Text segment:
# How many guys take a UTV (side by side) into the woods for their tree work?



## JustPlainJeff (Sep 5, 2021)

I don't know if this is in the right section or not, hopefully so. I'm curious how many guys take their side by sides into the woods to cut trees, and haul some of it back? I ordered a Polaris NorthStar in June, and was supposed to have it by now, but with all of the supply chain, and chip shortages, the build, and delivery date keeps getting pushed back. Might not see it until early next year now. The machine will come with 29" 4 ply tires. I'm pretty sure those won't stand up to much work when running over stumps etc...If you take yours out to work, what tires have you upgraded to? I'm not going to use it for cutting every day, because it was pretty expensive, and it's primary use will be recreation, trail riding etc.. I don't want to beat the hell out of it too much cutting wood, but I'm sure it will get used for that at times, for some lighter work.


----------



## Mad Professor (Sep 5, 2021)

9N ford W/tire chains and a trailer made from a S10 pickup rear.


----------



## oldfortyfive (Sep 5, 2021)

Pushing my OXCART to the limit


----------



## holeycow (Sep 5, 2021)

(Entries from a dataset)
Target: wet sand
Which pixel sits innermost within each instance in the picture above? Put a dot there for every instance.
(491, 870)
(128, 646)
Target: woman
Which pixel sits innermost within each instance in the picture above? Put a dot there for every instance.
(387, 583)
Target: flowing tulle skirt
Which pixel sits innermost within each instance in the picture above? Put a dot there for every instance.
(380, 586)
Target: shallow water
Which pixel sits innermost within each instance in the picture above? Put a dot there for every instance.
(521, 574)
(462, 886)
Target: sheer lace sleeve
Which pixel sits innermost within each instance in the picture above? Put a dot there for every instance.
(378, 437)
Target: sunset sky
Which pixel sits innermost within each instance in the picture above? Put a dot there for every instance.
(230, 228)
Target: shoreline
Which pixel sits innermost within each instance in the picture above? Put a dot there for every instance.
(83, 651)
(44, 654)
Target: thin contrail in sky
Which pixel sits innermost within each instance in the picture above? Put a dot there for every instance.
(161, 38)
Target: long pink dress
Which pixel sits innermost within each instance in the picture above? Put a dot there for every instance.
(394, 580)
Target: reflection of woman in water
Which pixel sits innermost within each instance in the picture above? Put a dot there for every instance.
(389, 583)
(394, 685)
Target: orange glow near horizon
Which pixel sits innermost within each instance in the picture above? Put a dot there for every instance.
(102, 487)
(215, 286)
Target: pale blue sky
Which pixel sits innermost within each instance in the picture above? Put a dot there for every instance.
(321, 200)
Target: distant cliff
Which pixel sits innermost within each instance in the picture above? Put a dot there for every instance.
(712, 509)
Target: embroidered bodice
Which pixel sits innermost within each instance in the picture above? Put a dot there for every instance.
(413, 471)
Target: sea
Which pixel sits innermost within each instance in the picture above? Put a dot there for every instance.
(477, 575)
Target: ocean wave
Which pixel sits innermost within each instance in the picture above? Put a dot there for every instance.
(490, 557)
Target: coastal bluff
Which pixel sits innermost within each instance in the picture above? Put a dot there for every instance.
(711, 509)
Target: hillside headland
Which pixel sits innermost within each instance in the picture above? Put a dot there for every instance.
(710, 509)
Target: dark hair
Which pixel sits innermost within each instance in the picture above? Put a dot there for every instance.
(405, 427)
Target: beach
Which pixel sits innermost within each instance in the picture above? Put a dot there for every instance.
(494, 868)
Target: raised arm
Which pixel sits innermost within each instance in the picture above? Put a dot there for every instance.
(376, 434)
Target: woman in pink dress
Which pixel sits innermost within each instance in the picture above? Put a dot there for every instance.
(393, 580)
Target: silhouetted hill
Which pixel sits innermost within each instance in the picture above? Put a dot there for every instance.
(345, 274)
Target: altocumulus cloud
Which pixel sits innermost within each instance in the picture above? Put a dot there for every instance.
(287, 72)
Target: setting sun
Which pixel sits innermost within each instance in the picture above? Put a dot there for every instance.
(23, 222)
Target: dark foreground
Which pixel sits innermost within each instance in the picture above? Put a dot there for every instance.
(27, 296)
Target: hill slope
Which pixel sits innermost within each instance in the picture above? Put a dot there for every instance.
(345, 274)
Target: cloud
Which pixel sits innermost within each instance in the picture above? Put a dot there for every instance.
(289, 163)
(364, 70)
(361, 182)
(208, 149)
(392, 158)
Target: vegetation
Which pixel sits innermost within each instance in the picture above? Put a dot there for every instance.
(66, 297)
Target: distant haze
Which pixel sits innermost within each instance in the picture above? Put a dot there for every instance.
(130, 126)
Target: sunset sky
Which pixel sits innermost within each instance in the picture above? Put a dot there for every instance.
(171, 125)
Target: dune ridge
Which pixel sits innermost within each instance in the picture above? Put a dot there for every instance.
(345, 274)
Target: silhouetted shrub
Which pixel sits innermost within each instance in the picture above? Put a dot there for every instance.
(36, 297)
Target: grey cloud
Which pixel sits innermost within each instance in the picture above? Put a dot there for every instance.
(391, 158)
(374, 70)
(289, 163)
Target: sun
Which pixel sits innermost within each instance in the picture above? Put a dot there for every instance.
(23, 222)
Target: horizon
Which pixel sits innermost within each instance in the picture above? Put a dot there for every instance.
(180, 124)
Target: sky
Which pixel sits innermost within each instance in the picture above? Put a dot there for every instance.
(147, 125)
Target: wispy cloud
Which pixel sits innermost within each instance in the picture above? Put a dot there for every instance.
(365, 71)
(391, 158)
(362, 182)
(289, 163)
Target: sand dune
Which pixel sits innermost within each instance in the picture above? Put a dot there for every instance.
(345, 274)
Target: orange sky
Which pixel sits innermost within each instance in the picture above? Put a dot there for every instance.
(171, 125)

Exercises to complete:
A. Using the forum thread, decide whether each statement agrees with it, answering yes or no and quoting the deciding words. (i) JustPlainJeff ordered a Polaris NorthStar in June. (ii) The machine will come with 6 ply tires. (iii) The machine's primary use will be cutting wood.
B. According to the forum thread, what was Mad Professor's trailer made from?
C. Print the forum thread between "I don't know" and "some lighter work.", inclusive.

Task results:
A.
(i) Yes: "I ordered a Polaris NorthStar in June"
(ii) No: "The machine will come with 29" 4 ply tires."
(iii) No: "it's primary use will be recreation, trail riding etc.."

B. It was made from a S10 pickup rear.

C.
I don't know if this is in the right section or not, hopefully so. I'm curious how many guys take their side by sides into the woods to cut trees, and haul some of it back? I ordered a Polaris NorthStar in June, and was supposed to have it by now, but with all of the supply chain, and chip shortages, the build, and delivery date keeps getting pushed back. Might not see it until early next year now. The machine will come with 29" 4 ply tires. I'm pretty sure those won't stand up to much work when running over stumps etc...If you take yours out to work, what tires have you upgraded to? I'm not going to use it for cutting every day, because it was pretty expensive, and it's primary use will be recreation, trail riding etc.. I don't want to beat the hell out of it too much cutting wood, but I'm sure it will get used for that at times, for some lighter work.